**Work required**
Quote the cigar forum thread word for word, in full.

[Start Page text]

Halfwheel is run by a respected member here. Charlie knows his stuff - enough so that that's the only place I get my news from.


----------



## asmartbull (Aug 16, 2009)

szyzk said:


> Halfwheel is run by a respected member here. Charlie knows his stuff - enough so that that's the only place I get my news from.


Fact here is, the LCDH knows their stuff.....


----------



## Wildone (Dec 19, 2009)

I like the Trini T & Short LE, Reyes... have a few bought...Look forward in the re-release...* in a couple years*...


----------



## BamaDoc77 (Jan 31, 2007)

I like the Fundys, I smoke them, but I also INVEST in cigars.. hence, I have many boxes of Fundadores..
I buy boxes to enjoy and some to stash away. This is a GREAT opportunity for people to buy Fundys, stick them away for a decade or two and turn a nice profit.


----------



## tpharkman (Feb 20, 2010)

I guess now I can admit that I wasn't really impressed with any of them except the little nib of honey that has already been mentioned. IMHO not a single one of them came close to a Coro.


----------



## asmartbull (Aug 16, 2009)

Just got word from another LCDH that the only Trinidad's
being discontinued are are Robusto T and Extra.


----------



## Saint Jimbob (Aug 21, 2008)

asmartbull said:


> Just got word from another LCDH that the only Trinidad's
> being discontinued are are Robusto T and Extra.


That makes more sense. All the same, I'm glad I picked up a tenner of the Reyes when I did, just in case some of the BOTLs here panicked and bought them all up ;-) They're pricey enough w/o demand going up & supply going down.


----------



## David_ESM (May 11, 2011)

asmartbull said:


> Just got word from another LCDH that the only Trinidad's
> being discontinued are are Robusto T and Extra.


This was the initial report that people have been hearing since December. Only question is which one is accurate now... Did it go from just the T to everything? We'll see...

[End Page text]
[Start Extracted records]

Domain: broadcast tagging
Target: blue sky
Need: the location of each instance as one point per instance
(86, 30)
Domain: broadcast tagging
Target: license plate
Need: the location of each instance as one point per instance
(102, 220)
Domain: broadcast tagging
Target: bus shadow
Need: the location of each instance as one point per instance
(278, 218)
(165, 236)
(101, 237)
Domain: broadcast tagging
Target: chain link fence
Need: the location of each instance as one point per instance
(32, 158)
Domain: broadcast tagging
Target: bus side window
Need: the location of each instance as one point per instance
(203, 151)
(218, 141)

[End Extracted records]

**Expected output**
Halfwheel is run by a respected member here. Charlie knows his stuff - enough so that that's the only place I get my news from.


----------



## asmartbull (Aug 16, 2009)

szyzk said:


> Halfwheel is run by a respected member here. Charlie knows his stuff - enough so that that's the only place I get my news from.


Fact here is, the LCDH knows their stuff.....


----------



## Wildone (Dec 19, 2009)

I like the Trini T & Short LE, Reyes... have a few bought...Look forward in the re-release...* in a couple years*...


----------



## BamaDoc77 (Jan 31, 2007)

I like the Fundys, I smoke them, but I also INVEST in cigars.. hence, I have many boxes of Fundadores..
I buy boxes to enjoy and some to stash away. This is a GREAT opportunity for people to buy Fundys, stick them away for a decade or two and turn a nice profit.


----------



## tpharkman (Feb 20, 2010)

I guess now I can admit that I wasn't really impressed with any of them except the little nib of honey that has already been mentioned. IMHO not a single one of them came close to a Coro.


----------



## asmartbull (Aug 16, 2009)

Just got word from another LCDH that the only Trinidad's
being discontinued are are Robusto T and Extra.


----------



## Saint Jimbob (Aug 21, 2008)

asmartbull said:


> Just got word from another LCDH that the only Trinidad's
> being discontinued are are Robusto T and Extra.


That makes more sense. All the same, I'm glad I picked up a tenner of the Reyes when I did, just in case some of the BOTLs here panicked and bought them all up ;-) They're pricey enough w/o demand going up & supply going down.


----------



## David_ESM (May 11, 2011)

asmartbull said:


> Just got word from another LCDH that the only Trinidad's
> being discontinued are are Robusto T and Extra.


This was the initial report that people have been hearing since December. Only question is which one is accurate now... Did it go from just the T to everything? We'll see...